| Work to do |
Skip the images and copy each record exactly as written.

| Record set |

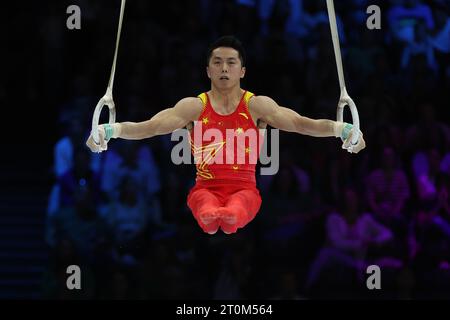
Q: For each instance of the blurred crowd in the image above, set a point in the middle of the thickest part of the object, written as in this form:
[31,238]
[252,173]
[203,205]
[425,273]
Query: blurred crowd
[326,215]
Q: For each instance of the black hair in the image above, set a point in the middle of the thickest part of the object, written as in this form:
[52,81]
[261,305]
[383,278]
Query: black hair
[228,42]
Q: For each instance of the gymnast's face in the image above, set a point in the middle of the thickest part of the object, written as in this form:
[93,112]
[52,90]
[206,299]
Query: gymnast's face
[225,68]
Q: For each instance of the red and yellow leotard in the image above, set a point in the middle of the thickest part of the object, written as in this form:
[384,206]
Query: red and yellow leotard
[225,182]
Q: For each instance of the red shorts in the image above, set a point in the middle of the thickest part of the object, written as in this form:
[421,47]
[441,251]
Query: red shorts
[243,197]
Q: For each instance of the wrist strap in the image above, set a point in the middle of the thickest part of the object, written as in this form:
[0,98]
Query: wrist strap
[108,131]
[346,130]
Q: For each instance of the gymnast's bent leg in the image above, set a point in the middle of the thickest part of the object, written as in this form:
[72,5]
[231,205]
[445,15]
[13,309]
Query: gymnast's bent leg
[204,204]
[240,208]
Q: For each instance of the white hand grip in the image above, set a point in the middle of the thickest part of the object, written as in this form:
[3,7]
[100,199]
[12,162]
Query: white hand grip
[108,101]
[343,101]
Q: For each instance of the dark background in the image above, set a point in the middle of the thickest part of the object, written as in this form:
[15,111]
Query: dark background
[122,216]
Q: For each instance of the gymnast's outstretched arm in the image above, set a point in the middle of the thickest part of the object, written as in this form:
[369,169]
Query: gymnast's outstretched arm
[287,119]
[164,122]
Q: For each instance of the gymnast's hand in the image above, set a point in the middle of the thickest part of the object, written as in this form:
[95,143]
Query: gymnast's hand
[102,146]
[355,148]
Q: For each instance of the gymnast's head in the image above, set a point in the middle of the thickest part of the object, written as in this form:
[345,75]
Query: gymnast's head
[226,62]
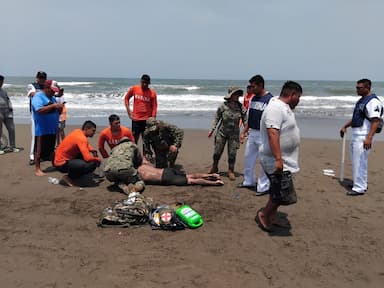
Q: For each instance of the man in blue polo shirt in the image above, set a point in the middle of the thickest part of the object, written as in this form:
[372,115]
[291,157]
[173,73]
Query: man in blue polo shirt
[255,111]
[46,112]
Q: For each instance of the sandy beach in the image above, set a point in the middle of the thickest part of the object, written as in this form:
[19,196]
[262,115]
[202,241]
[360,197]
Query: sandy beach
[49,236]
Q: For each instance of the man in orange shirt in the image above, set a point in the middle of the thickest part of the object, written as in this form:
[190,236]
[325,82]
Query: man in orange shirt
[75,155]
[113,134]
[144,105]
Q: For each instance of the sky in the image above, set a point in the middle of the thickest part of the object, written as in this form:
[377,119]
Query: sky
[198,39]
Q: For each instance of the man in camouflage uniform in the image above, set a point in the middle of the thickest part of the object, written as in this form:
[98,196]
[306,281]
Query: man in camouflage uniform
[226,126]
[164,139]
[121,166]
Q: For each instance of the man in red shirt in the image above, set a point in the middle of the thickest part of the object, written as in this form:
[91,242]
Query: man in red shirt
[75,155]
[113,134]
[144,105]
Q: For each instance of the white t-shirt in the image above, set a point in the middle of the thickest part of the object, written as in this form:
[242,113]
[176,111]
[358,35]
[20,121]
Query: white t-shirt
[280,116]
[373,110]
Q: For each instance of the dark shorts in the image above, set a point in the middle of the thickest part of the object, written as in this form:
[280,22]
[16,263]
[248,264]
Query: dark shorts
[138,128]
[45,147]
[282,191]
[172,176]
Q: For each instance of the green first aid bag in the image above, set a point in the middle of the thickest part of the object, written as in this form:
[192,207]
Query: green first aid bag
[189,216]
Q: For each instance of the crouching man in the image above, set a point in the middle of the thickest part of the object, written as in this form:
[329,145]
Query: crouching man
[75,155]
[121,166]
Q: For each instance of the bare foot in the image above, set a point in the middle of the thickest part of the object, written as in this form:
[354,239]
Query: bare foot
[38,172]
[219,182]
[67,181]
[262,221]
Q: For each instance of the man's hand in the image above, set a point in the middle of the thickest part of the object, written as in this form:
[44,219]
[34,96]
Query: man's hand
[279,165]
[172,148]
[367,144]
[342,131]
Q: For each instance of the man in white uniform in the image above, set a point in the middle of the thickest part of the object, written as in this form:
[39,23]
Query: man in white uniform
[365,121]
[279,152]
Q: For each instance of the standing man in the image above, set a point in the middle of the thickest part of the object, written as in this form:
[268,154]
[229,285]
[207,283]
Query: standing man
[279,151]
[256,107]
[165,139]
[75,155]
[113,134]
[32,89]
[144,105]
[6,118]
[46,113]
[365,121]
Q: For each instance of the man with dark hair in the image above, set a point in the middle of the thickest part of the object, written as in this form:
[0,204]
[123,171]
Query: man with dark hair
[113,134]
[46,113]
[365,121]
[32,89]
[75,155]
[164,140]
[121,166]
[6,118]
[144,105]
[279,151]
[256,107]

| Response |
Q: For each instance of the blurred crowd in the image above, set a point in the middle of the thickest part of the object, written as in this form:
[31,238]
[252,173]
[203,205]
[425,273]
Query: blurred crowd
[326,215]
Q: For each instance of the black hair in the image above, set a point in the middle of the thickest part of the object, written as in this form:
[52,81]
[261,305]
[383,278]
Query: black hair
[228,42]
Q: For each instance of the gymnast's face in the image above, set a point in the middle of the thickest part of the object, written as in this form:
[93,112]
[52,90]
[206,299]
Query: gymnast's face
[225,68]
Q: For each instance of the red and yellow leotard in the image above, set a point in the middle of the thickest part of the object, written as in this form:
[384,206]
Query: red and yellow leotard
[225,182]
Q: For each instance of the red shorts in the image above, set a point in the middle of the thickest part of the object, written as in this form:
[421,47]
[441,251]
Query: red shorts
[243,197]
Q: For each instance of the wrist strap in the image above, set a point in the middle of the thickest part of the object, written as in this form:
[0,98]
Query: wrist strap
[108,131]
[346,130]
Q: For each instance of the gymnast's bent leg in the image above, set a point in the middle of the thickest part of the object, written as in this form:
[72,5]
[231,205]
[445,15]
[13,309]
Query: gymnast's bent leg
[204,204]
[240,208]
Q: For each instance of the white hand grip in the image above, set a point in the middle of the thickest part of the object, written as in this form:
[3,7]
[100,199]
[12,162]
Query: white hand grip
[108,101]
[343,101]
Q: For each instance of the dark background in the image above, set a point in the middle of the thickest part of the object, written as in this form:
[15,111]
Query: dark background
[122,216]
Q: For each instance of the gymnast's outstretched arm in the image above, set a point in the middle of the thickest part of the object, written as in this form:
[369,169]
Query: gymnast's outstretched arm
[287,119]
[164,122]
Q: For each instance of the gymnast's hand in the image above, set a point in the middle of the thickest part of the object, written as in this form:
[95,143]
Query: gymnast's hand
[102,146]
[355,148]
Q: For each instance of the gymnast's head in the image above, set a point in the middle of the thickest part of the object, written as in this form:
[345,75]
Query: gymnast's head
[226,62]
Q: For each instance of the man in blue polo shirt in the image above, set a point in the middle of the thickest part of the object, written as in this form:
[372,115]
[291,157]
[173,73]
Query: man in blue polo shirt
[255,111]
[46,112]
Q: For each instance of the sandy beach in the image above, set a point in the middle of the thickest part of the object, written as in this form:
[19,196]
[262,115]
[202,241]
[360,197]
Query: sandy beach
[49,236]
Q: For each instance of the man in orange shirt in the image above, set a point in the middle of the thickest part of the object, written as in this form:
[190,236]
[325,82]
Query: man in orange shirt
[75,155]
[113,134]
[144,105]
Q: For each instance of the sky in the image above, set a point in the middle of the thickest part of the object, written as in this form:
[377,119]
Query: sky
[198,39]
Q: For each instance of the man in camouflage uniform in the image above, set a point in the middle of the thickest part of the object, written as in this form:
[98,196]
[306,281]
Query: man in camouflage uniform
[226,126]
[164,139]
[121,166]
Q: For each instance of the man in red shirt in the image above, set a point in the middle of the thickest part of the object, written as in this form:
[91,242]
Query: man in red shirt
[75,155]
[113,134]
[144,105]
Q: For each instance of the white t-shirt in the image above, set a point in the middle of the thickest part of the object, written as in this form:
[242,113]
[176,111]
[358,35]
[20,121]
Query: white t-shirt
[280,116]
[373,110]
Q: For each instance of the dark shorts in the image above, set a point in the middle of the thickest part of the object, written as in this form:
[280,22]
[16,263]
[248,264]
Query: dark shorts
[138,128]
[45,147]
[282,191]
[172,176]
Q: For each instance of the green first aid bag in the image above, set a point in the middle of the thickest part of the object, written as in this form:
[192,207]
Query: green first aid bag
[189,216]
Q: For each instance of the crouching man in the image above, set a point in the middle of the thickest part of the object, written as in this form:
[329,145]
Query: crouching man
[75,155]
[121,166]
Q: For each instance of the bare foot in the image above, set a point in the middle of the thickest part of the object, written as in this form:
[354,239]
Query: bare foot
[38,172]
[219,182]
[67,181]
[262,221]
Q: For each instance of the man's hand in the image above, set a point in the middle of the thickest part of the object, written as in this form:
[44,219]
[34,96]
Query: man's hand
[279,165]
[172,148]
[367,144]
[342,131]
Q: For each instance of the man in white uniform in the image above, set a point in the middle of the thickest part of the object, written as in this form:
[39,23]
Query: man in white uniform
[365,121]
[279,152]
Q: For each instance of the standing man in the image above, set a point in the middle of the thickest part of the object, written as in this form:
[268,154]
[229,285]
[207,283]
Query: standing man
[279,151]
[256,107]
[165,139]
[75,155]
[113,134]
[32,89]
[144,105]
[6,118]
[46,113]
[365,121]
Q: For each instance of the man with dark hair in the image above, set a point in the middle of the thickest part of the object, written as in this form:
[0,204]
[123,171]
Query: man with dark hair
[113,134]
[46,113]
[365,121]
[32,89]
[75,155]
[164,140]
[121,166]
[6,118]
[144,105]
[279,151]
[256,107]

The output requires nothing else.